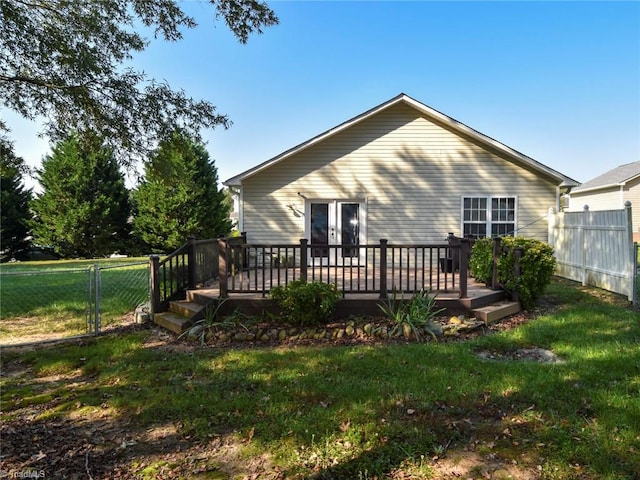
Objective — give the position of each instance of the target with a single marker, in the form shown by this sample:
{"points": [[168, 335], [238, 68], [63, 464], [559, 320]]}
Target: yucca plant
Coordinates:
{"points": [[413, 317]]}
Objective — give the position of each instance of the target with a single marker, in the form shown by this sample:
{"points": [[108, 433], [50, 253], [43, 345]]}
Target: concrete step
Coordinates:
{"points": [[202, 295], [185, 308], [172, 321], [496, 311]]}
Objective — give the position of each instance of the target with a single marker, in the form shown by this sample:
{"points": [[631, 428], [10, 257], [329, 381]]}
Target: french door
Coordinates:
{"points": [[335, 222]]}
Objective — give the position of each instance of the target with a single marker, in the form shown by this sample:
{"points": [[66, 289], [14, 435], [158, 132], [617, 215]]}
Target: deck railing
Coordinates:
{"points": [[189, 266], [240, 267], [376, 268]]}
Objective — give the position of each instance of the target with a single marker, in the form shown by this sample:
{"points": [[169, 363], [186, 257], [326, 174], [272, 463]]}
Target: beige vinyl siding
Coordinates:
{"points": [[605, 199], [411, 172]]}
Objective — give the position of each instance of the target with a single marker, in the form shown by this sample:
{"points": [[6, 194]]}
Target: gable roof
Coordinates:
{"points": [[439, 117], [616, 177]]}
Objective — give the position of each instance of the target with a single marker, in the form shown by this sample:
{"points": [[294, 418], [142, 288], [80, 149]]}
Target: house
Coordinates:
{"points": [[610, 191], [400, 171]]}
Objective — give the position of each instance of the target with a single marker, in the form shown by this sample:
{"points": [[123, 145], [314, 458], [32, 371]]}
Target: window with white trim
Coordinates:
{"points": [[488, 216]]}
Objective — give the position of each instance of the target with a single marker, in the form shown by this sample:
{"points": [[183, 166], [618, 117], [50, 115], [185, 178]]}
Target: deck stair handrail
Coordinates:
{"points": [[190, 265]]}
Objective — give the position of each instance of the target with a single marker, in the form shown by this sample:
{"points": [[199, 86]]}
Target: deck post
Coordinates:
{"points": [[223, 273], [517, 272], [303, 259], [154, 280], [464, 266], [496, 257], [192, 268], [383, 268], [245, 251]]}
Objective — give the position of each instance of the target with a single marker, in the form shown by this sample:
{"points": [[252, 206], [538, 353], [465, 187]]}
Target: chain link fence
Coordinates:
{"points": [[40, 304]]}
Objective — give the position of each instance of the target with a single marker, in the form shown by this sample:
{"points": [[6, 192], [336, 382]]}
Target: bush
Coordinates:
{"points": [[306, 304], [537, 265]]}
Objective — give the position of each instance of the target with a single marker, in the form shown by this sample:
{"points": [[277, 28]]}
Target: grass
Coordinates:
{"points": [[371, 411], [55, 297]]}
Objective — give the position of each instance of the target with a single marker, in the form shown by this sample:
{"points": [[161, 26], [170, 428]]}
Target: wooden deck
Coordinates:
{"points": [[248, 291]]}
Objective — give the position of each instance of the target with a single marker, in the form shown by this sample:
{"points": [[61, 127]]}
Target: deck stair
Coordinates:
{"points": [[496, 311], [183, 313]]}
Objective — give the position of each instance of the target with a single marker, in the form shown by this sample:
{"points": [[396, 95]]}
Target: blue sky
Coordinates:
{"points": [[557, 81]]}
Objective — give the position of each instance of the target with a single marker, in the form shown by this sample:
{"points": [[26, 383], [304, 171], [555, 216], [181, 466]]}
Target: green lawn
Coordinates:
{"points": [[55, 299], [339, 412]]}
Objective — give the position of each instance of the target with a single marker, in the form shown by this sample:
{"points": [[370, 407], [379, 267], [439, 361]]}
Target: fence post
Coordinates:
{"points": [[154, 280], [517, 272], [582, 229], [464, 266], [303, 259], [496, 258], [223, 272], [96, 276], [383, 267], [636, 273], [245, 251], [633, 259], [192, 266]]}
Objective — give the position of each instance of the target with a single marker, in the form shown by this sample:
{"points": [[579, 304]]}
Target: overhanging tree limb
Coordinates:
{"points": [[63, 60]]}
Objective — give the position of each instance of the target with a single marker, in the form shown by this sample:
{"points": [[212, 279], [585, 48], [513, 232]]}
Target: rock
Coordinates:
{"points": [[434, 328], [195, 332], [244, 336], [406, 330]]}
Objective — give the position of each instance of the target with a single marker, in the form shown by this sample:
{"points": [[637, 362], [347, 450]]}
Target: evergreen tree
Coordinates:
{"points": [[179, 196], [84, 209], [14, 201]]}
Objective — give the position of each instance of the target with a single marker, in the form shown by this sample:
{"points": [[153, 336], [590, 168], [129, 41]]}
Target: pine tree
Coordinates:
{"points": [[84, 209], [179, 196], [14, 201]]}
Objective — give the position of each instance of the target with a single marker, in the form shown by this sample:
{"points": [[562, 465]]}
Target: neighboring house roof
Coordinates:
{"points": [[459, 127], [617, 177]]}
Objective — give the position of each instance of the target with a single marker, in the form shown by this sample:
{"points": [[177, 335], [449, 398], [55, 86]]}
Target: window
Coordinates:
{"points": [[488, 216]]}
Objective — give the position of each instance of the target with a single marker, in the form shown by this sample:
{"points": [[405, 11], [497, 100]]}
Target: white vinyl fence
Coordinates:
{"points": [[596, 248]]}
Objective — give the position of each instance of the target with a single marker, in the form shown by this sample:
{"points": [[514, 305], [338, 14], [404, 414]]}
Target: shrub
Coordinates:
{"points": [[537, 265], [306, 303]]}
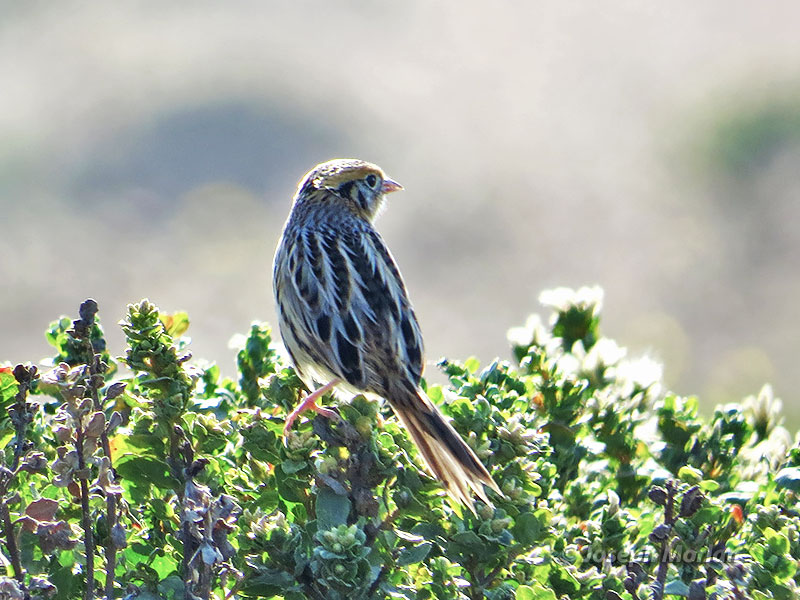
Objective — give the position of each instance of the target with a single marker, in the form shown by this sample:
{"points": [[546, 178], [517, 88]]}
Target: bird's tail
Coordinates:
{"points": [[445, 452]]}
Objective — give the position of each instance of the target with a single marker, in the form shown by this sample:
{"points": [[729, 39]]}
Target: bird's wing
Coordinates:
{"points": [[349, 306]]}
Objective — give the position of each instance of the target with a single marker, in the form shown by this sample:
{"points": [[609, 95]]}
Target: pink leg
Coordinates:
{"points": [[310, 403]]}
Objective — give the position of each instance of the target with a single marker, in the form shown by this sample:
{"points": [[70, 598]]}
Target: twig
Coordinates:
{"points": [[81, 330], [663, 564], [86, 515], [95, 381], [11, 542], [20, 417]]}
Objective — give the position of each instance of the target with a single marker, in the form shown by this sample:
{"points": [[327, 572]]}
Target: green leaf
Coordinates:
{"points": [[290, 467], [676, 588], [788, 479], [527, 528], [414, 554], [146, 469], [534, 592], [470, 542], [268, 583], [332, 509], [175, 324]]}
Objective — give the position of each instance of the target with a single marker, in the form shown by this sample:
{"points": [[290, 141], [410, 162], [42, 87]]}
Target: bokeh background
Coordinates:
{"points": [[151, 150]]}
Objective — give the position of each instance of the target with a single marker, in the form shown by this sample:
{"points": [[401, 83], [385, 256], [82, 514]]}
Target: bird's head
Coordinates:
{"points": [[361, 185]]}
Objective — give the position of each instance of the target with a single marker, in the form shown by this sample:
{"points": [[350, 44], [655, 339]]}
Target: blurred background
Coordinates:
{"points": [[653, 149]]}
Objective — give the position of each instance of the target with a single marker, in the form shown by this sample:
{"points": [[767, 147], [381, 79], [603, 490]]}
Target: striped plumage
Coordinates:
{"points": [[345, 317]]}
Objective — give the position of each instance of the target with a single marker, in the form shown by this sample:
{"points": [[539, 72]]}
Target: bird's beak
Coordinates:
{"points": [[390, 186]]}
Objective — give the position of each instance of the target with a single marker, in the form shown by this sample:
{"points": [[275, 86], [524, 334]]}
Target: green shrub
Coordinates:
{"points": [[161, 479]]}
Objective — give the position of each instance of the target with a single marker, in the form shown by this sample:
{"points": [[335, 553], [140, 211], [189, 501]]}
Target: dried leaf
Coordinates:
{"points": [[43, 509]]}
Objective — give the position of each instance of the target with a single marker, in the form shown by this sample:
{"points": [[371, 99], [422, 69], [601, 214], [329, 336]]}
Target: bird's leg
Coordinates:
{"points": [[310, 403]]}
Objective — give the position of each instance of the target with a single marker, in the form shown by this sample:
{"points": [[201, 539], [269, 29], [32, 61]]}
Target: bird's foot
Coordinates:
{"points": [[310, 403]]}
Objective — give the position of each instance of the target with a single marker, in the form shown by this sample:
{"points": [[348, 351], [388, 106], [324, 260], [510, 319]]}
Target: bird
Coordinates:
{"points": [[346, 320]]}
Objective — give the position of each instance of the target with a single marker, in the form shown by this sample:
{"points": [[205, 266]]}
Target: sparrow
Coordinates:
{"points": [[346, 320]]}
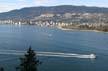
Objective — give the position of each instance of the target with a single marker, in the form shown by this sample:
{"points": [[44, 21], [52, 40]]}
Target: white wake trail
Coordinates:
{"points": [[49, 54]]}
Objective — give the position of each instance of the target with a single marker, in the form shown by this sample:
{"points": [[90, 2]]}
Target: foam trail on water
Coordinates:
{"points": [[51, 54]]}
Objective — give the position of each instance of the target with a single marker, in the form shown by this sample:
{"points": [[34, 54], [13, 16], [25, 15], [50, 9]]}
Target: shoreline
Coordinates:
{"points": [[67, 29]]}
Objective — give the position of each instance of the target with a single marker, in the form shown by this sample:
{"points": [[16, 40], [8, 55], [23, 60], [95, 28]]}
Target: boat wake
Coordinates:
{"points": [[48, 54]]}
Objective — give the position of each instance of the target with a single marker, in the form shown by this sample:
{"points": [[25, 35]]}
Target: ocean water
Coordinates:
{"points": [[51, 39]]}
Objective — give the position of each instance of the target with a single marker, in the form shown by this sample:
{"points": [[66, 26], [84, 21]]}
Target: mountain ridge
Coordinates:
{"points": [[28, 13]]}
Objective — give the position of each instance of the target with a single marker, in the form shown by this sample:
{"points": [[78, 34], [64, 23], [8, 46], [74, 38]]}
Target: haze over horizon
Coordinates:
{"points": [[7, 5]]}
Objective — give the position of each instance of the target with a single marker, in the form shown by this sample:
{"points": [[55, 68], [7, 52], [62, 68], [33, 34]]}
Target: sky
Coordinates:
{"points": [[7, 5]]}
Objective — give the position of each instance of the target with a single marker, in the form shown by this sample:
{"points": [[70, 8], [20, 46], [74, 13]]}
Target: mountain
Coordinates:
{"points": [[57, 12]]}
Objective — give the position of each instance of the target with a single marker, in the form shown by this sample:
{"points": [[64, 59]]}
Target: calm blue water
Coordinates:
{"points": [[54, 40]]}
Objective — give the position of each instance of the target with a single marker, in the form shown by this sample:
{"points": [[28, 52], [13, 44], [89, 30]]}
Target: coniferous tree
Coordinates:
{"points": [[29, 62]]}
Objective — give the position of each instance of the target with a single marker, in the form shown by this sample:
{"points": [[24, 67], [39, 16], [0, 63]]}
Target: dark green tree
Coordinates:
{"points": [[29, 62]]}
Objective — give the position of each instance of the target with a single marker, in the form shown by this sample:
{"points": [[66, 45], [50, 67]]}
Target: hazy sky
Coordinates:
{"points": [[6, 5]]}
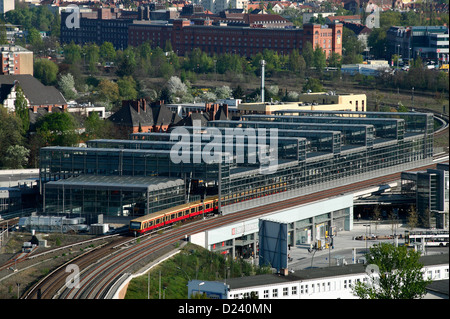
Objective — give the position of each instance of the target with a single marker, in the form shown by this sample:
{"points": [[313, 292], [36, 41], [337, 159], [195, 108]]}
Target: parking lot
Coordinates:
{"points": [[344, 245]]}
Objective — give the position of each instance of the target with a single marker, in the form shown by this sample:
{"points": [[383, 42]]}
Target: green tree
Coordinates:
{"points": [[296, 62], [308, 54], [413, 218], [72, 53], [21, 106], [3, 38], [16, 157], [313, 85], [398, 274], [92, 52], [108, 91], [127, 88], [319, 58], [95, 127], [57, 129], [10, 132], [126, 63], [107, 52], [67, 85], [46, 71]]}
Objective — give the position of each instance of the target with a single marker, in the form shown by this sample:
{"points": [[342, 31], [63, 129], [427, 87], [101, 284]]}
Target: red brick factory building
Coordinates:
{"points": [[184, 36]]}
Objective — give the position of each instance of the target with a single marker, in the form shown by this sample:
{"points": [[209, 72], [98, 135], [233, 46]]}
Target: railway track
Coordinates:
{"points": [[100, 269]]}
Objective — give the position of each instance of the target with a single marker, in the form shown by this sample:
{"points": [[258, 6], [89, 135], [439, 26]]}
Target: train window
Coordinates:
{"points": [[135, 225]]}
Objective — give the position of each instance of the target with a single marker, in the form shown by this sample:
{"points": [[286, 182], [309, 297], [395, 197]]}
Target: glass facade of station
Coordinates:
{"points": [[313, 148], [89, 196]]}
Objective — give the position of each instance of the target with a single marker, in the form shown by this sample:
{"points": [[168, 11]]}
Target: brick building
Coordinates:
{"points": [[186, 36], [98, 26], [141, 116], [16, 60]]}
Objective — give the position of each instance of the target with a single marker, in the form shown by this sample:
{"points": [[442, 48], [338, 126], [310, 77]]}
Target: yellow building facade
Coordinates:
{"points": [[310, 101]]}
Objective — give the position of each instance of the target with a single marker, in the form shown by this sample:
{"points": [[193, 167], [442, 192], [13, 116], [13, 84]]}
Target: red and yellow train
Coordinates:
{"points": [[180, 213], [210, 205]]}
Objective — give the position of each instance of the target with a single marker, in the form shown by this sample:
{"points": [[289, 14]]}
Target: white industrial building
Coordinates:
{"points": [[306, 224], [317, 283]]}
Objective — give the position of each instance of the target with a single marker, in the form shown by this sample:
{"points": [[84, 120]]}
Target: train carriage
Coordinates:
{"points": [[166, 217]]}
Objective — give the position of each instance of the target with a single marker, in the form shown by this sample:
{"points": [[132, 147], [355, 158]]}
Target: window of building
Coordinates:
{"points": [[294, 290], [274, 293]]}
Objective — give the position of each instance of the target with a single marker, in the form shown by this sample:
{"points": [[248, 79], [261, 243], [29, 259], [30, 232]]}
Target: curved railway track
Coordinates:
{"points": [[100, 269]]}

• [WORK ITEM]:
Your answer should consist solely of the lines above from the line with "Target: bird's tail" to the line with "Target: bokeh background", both included, reproduced exactly.

• [ANSWER SECTION]:
Target: bird's tail
Coordinates:
{"points": [[445, 452]]}
Objective — give the position of each instance of the target with a single marker, in the form shown by this sample:
{"points": [[729, 39]]}
Target: bird's wing
Coordinates:
{"points": [[349, 306]]}
Objective — give the position of each instance of the target with a single marker, in the form shown by this sample:
{"points": [[609, 95]]}
Target: pink leg
Coordinates:
{"points": [[310, 403]]}
Objective — give the position of each instance of the target with a single marker, in the form shown by this sample:
{"points": [[70, 598]]}
Target: twig
Coordinates:
{"points": [[81, 330], [663, 564], [86, 515], [95, 381], [11, 542], [20, 417]]}
Objective — give the position of each instance of the target with a single marker, in the form shown by this sample:
{"points": [[327, 572]]}
Target: green leaf
Coordinates:
{"points": [[290, 467], [676, 588], [788, 479], [527, 528], [414, 554], [146, 469], [534, 592], [470, 542], [268, 583], [332, 509], [175, 324]]}
Objective — give the position of each instance of the target with a single marker, in the form shown by this sample:
{"points": [[290, 141], [410, 162], [42, 87]]}
Target: bokeh background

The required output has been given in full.